STATED TASK:
Please return, unchanged, everything in the material from the line containing "query (the noun phrase to segment): beaded" down to the final line, both ends included.

[Items from a dataset]
──────
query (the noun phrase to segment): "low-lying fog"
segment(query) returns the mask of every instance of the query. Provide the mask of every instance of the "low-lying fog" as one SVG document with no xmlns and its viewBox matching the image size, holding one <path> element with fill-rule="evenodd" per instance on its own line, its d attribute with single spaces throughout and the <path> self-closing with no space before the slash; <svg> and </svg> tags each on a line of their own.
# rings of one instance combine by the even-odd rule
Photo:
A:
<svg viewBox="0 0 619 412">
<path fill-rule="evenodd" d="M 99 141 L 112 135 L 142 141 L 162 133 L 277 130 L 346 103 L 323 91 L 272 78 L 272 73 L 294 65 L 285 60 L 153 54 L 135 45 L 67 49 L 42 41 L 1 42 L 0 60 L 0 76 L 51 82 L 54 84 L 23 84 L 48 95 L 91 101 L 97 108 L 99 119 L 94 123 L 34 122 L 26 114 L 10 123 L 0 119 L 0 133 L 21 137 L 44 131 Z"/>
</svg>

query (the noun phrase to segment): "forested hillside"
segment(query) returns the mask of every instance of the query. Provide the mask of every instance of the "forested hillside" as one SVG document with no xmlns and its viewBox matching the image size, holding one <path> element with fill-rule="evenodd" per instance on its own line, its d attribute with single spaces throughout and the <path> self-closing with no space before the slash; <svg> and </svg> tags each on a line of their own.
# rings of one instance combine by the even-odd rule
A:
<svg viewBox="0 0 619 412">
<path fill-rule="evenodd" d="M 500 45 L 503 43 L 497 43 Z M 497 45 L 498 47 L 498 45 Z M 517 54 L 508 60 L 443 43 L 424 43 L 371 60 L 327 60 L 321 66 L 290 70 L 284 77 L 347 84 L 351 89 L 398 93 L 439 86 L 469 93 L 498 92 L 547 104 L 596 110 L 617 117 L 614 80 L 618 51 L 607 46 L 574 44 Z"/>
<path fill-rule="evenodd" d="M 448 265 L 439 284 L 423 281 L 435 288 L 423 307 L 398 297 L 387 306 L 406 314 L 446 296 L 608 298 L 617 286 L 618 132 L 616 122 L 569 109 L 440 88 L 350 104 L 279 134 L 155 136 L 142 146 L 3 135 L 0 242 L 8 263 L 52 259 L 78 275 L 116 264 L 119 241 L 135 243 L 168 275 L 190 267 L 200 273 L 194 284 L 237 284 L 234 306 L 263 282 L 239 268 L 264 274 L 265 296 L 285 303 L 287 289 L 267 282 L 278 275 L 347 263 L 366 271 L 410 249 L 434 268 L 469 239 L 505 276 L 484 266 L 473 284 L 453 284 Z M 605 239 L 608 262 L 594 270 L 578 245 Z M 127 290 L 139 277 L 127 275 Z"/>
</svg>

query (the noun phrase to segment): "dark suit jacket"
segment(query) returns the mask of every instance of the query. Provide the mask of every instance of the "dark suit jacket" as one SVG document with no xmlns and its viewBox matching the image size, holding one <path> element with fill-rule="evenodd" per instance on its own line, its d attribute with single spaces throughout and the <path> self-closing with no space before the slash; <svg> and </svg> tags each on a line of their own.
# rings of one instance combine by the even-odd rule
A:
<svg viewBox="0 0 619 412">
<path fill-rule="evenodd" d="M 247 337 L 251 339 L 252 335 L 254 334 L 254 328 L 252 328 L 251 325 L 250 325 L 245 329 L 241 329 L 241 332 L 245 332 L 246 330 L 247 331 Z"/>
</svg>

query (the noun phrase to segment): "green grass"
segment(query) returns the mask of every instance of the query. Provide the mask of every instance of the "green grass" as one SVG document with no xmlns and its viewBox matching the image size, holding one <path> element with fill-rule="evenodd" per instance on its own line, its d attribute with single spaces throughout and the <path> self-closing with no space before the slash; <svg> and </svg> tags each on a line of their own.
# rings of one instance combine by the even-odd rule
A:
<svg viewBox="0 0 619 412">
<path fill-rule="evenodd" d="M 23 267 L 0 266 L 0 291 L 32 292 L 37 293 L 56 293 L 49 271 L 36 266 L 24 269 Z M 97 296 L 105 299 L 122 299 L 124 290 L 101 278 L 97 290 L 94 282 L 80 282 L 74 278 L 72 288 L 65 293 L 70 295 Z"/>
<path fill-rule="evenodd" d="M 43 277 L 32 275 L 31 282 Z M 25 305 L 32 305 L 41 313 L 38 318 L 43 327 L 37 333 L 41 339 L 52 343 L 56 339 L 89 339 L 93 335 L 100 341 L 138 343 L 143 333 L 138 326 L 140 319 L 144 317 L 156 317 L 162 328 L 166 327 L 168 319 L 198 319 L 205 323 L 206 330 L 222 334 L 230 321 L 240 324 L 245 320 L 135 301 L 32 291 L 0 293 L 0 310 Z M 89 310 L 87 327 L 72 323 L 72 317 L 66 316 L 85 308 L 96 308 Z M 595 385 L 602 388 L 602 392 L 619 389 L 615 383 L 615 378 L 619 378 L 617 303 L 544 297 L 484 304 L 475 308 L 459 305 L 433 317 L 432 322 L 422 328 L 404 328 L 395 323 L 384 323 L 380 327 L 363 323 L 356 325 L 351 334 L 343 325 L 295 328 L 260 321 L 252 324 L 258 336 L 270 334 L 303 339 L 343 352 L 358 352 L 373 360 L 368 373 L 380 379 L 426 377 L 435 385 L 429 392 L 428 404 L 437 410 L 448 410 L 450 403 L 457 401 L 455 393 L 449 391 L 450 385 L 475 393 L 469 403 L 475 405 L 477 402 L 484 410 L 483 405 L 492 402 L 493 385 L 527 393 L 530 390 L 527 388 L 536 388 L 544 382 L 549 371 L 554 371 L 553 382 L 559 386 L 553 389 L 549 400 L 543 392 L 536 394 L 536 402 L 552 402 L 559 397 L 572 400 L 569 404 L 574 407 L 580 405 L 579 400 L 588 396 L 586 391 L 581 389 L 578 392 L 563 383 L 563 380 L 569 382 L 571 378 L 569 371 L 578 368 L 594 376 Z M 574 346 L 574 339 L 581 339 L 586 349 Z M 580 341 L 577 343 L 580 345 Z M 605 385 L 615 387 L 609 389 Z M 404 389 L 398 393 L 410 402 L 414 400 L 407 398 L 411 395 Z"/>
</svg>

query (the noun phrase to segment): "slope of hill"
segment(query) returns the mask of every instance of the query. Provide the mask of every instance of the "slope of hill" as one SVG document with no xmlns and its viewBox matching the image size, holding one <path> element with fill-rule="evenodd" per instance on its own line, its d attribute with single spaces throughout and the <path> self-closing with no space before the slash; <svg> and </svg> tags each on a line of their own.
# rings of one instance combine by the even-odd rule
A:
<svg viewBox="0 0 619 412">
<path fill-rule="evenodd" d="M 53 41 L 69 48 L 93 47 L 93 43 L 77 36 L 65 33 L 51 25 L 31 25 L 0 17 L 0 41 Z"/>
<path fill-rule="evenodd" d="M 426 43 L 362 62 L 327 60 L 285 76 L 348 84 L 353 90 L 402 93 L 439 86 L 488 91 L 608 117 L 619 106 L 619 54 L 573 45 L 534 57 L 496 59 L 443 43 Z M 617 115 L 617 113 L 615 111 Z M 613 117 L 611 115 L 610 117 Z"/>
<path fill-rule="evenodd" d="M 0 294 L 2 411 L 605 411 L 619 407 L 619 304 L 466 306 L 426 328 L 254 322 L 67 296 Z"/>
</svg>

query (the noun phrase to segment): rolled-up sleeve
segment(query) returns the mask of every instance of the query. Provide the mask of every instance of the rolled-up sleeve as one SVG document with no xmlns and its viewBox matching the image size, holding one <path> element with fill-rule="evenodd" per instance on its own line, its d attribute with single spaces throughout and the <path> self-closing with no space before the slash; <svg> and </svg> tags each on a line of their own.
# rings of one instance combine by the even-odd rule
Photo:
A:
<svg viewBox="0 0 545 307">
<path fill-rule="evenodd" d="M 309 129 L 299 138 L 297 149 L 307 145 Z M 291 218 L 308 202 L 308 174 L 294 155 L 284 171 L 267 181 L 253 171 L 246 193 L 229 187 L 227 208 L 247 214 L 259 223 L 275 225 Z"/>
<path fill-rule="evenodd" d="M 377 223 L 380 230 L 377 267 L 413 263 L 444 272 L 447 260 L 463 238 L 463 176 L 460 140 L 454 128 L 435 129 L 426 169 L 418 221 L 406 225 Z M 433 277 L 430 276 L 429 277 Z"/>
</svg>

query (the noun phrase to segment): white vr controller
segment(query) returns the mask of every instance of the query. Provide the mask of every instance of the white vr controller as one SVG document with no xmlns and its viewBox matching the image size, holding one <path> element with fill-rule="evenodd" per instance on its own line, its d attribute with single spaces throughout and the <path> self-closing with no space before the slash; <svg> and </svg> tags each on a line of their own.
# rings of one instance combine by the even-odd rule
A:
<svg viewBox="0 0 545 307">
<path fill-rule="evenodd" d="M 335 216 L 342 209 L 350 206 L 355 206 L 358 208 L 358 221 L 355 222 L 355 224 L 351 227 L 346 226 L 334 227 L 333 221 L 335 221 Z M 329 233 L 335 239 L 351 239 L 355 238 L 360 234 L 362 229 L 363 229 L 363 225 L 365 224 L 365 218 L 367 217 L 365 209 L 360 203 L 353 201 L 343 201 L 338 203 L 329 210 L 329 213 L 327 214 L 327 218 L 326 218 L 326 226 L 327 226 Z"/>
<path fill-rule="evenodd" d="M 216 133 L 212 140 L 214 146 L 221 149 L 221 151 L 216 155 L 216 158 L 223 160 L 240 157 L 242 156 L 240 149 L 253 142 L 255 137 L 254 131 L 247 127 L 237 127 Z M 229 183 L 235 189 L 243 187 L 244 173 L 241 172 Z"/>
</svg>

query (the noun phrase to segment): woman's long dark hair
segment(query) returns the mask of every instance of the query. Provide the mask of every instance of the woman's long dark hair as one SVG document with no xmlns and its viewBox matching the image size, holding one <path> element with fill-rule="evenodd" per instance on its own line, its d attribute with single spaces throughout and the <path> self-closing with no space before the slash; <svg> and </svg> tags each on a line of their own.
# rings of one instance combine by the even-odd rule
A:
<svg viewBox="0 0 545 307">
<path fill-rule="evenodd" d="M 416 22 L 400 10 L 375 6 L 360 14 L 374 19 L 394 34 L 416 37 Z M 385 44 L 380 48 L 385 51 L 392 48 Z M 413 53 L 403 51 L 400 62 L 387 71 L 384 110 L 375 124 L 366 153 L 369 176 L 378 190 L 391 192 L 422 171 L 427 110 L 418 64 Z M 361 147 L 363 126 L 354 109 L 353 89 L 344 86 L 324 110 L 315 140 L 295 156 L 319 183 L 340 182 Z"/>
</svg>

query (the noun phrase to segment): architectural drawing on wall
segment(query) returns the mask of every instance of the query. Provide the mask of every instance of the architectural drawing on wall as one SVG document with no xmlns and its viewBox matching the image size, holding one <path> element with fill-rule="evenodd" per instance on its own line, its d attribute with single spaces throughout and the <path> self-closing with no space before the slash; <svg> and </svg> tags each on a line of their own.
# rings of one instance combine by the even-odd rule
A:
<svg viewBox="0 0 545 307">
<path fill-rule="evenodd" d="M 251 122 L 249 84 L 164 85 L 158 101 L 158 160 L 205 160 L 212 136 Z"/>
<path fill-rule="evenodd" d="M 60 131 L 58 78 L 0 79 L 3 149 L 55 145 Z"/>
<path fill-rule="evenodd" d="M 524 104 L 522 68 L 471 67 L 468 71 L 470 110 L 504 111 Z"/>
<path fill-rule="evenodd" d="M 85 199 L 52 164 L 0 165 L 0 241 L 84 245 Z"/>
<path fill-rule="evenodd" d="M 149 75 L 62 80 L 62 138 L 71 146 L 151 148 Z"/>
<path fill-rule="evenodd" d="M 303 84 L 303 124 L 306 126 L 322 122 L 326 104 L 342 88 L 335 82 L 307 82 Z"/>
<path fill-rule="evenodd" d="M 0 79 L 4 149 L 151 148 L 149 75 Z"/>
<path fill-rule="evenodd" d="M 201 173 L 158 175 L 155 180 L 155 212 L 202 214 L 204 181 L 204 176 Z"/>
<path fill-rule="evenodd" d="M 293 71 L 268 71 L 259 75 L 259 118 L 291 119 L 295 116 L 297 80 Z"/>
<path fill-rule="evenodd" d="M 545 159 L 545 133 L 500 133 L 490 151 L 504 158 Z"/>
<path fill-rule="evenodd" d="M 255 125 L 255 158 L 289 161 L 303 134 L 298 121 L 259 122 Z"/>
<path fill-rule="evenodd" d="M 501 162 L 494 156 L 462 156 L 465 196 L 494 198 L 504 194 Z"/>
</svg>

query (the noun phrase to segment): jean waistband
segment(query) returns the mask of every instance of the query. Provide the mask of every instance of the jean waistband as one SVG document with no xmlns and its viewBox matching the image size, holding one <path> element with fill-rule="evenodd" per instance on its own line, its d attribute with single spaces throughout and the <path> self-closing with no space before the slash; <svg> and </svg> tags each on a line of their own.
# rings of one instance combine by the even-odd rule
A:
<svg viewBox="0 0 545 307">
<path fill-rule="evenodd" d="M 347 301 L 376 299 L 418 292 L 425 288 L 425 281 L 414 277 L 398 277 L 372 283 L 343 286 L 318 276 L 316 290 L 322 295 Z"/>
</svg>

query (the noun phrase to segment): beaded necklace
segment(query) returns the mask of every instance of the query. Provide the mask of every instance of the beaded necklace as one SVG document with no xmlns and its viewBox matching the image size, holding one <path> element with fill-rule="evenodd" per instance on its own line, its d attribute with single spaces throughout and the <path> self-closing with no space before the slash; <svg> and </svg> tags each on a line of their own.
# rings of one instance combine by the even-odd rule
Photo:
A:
──────
FULL SOLUTION:
query (the noun phrase to segment): beaded necklace
segment(query) returns the mask of every instance of the query. Provide the mask of every instance of the beaded necklace as one SVG document with no xmlns and its viewBox matching the image size, holding one <path> element with fill-rule="evenodd" per instance on its own line, its d attribute with single spaces throughout and the <path> self-closing with no space before the slash; <svg> and </svg> tags each on a line of their own.
# rings of one instance combine by the even-odd rule
Photo:
A:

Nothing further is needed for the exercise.